Amazon und sein Gründer Jeff Bezos geben sich rigoros. E-Books für 9,99 Dollar verkauften sich besser, davon würden Verlage und Autoren gleichermaßen profitieren. Außerdem müsse Literatur immer günstiger werden, wenn sie sich im Konkurrenzkampf mit den übrigen Medien wie mobilen Spielen, Fernsehen, Filmen, Facebook, Blogs behaupten wolle.

Der Online-Riese macht seinen Vertragspartnern aus der Verlagsbranche nichts vor: Ein Buch ist eine Ware, „Der Circle“ nur so gut, wie sich das Buch/das E-Book im Vergleich mit der TV-Serie „Game of Thones“ verkauft. Amazon ist nicht amoralisch, Amazon ist Händler, es geht um 9,99 Dollar für Literatur und nicht um Literatur für 9,99 Dollar.

◆ VORHANDENE DATEN
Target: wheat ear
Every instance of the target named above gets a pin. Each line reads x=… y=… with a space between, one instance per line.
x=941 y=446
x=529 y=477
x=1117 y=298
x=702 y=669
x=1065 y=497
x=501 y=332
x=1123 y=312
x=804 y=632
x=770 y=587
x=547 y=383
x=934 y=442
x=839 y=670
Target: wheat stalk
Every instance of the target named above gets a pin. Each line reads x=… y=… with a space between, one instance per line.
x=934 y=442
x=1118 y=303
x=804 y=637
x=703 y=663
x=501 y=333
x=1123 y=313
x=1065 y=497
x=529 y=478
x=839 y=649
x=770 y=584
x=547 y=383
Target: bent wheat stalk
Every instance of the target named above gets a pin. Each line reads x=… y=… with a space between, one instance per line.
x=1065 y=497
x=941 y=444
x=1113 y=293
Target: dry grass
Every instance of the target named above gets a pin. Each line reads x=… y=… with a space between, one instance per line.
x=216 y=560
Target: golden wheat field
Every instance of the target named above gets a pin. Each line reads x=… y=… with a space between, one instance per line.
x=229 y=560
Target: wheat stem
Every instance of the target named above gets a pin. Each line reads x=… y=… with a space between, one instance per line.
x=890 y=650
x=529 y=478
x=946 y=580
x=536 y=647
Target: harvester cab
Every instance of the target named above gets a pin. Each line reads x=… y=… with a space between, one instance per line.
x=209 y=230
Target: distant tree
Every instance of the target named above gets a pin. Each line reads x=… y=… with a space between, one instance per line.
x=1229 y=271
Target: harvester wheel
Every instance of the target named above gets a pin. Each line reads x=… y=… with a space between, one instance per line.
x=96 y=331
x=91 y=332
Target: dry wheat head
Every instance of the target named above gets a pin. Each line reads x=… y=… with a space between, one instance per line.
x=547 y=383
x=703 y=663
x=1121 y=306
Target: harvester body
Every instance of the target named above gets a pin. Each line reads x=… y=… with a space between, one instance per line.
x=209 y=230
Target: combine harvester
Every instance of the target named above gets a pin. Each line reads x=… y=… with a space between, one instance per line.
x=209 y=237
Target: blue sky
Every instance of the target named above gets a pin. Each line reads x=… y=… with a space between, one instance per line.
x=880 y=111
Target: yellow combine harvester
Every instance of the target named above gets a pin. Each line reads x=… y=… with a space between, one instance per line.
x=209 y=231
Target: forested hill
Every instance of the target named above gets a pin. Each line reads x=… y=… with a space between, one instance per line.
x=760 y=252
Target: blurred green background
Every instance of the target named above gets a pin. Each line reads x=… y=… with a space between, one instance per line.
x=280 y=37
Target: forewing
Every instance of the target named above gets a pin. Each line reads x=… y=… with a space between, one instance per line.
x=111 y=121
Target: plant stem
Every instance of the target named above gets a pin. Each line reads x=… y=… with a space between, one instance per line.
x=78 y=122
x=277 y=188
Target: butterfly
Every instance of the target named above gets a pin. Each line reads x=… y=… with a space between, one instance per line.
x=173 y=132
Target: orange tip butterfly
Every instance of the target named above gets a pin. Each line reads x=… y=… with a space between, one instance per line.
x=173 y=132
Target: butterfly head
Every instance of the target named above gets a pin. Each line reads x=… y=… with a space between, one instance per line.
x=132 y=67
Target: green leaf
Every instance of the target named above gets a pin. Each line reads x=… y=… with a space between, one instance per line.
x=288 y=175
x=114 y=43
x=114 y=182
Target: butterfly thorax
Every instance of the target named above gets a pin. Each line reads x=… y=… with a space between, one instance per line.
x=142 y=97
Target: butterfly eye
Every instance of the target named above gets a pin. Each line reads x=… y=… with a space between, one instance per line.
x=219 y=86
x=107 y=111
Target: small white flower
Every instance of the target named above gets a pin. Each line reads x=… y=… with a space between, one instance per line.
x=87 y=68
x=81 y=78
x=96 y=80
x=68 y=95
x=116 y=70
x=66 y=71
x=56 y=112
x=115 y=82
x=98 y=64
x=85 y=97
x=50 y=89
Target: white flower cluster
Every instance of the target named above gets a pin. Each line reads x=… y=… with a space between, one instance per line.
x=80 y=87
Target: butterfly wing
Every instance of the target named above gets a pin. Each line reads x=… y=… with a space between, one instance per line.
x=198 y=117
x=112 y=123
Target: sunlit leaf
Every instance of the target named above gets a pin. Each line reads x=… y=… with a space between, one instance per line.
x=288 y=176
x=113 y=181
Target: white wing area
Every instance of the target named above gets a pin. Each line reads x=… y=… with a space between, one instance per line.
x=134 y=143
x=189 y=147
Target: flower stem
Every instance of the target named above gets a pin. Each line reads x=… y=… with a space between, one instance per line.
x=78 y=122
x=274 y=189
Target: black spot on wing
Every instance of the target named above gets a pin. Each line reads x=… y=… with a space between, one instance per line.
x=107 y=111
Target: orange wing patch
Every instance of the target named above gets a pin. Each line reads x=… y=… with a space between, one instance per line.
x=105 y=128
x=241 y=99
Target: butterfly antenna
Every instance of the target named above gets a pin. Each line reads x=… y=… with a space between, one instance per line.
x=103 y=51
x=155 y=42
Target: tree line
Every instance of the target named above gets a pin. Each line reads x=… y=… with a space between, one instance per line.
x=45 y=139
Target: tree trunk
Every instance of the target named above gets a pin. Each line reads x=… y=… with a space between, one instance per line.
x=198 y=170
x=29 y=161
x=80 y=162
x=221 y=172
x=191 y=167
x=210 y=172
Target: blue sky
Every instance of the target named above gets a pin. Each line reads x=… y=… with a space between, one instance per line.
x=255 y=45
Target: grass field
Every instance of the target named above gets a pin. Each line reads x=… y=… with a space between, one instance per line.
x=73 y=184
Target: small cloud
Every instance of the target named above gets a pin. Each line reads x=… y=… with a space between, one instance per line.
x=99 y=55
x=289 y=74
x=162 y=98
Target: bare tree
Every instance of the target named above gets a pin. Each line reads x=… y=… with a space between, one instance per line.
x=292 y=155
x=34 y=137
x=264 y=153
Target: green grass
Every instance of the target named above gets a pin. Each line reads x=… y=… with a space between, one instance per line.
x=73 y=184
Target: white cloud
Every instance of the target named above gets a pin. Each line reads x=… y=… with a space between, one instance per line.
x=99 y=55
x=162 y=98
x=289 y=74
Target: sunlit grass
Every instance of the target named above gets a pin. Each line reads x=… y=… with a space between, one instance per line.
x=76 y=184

◆ ZIELE
- A) Gib aus dem Text über Amazon das Stück von „Amazon und sein“ bis einschließlich „für 9,99 Dollar.“ wortgetreu wieder.
- B) Zu welchem Preis verkaufen sich E-Books laut dem Text über Amazon besser?

◆ LÖSUNGEN
- A)
Amazon und sein Gründer Jeff Bezos geben sich rigoros. E-Books für 9,99 Dollar verkauften sich besser, davon würden Verlage und Autoren gleichermaßen profitieren. Außerdem müsse Literatur immer günstiger werden, wenn sie sich im Konkurrenzkampf mit den übrigen Medien wie mobilen Spielen, Fernsehen, Filmen, Facebook, Blogs behaupten wolle.

Der Online-Riese macht seinen Vertragspartnern aus der Verlagsbranche nichts vor: Ein Buch ist eine Ware, „Der Circle“ nur so gut, wie sich das Buch/das E-Book im Vergleich mit der TV-Serie „Game of Thones“ verkauft. Amazon ist nicht amoralisch, Amazon ist Händler, es geht um 9,99 Dollar für Literatur und nicht um Literatur für 9,99 Dollar.

- B) Für 9,99 Dollar.